Add 89 to each x and y coordinate in the answer points of the listing below, then output every line of the listing again with those new values. Keep the coordinates under "Sample point:" unchanged, and leave the pictures out.

◆ **DATASET RECORDS**
========================================
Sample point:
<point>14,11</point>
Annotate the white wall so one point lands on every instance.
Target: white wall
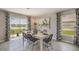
<point>53,24</point>
<point>2,26</point>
========================================
◆ **RESPONSE**
Sample point:
<point>14,11</point>
Annotate the white wall so one point lands on every instance.
Target: white wall
<point>142,113</point>
<point>91,115</point>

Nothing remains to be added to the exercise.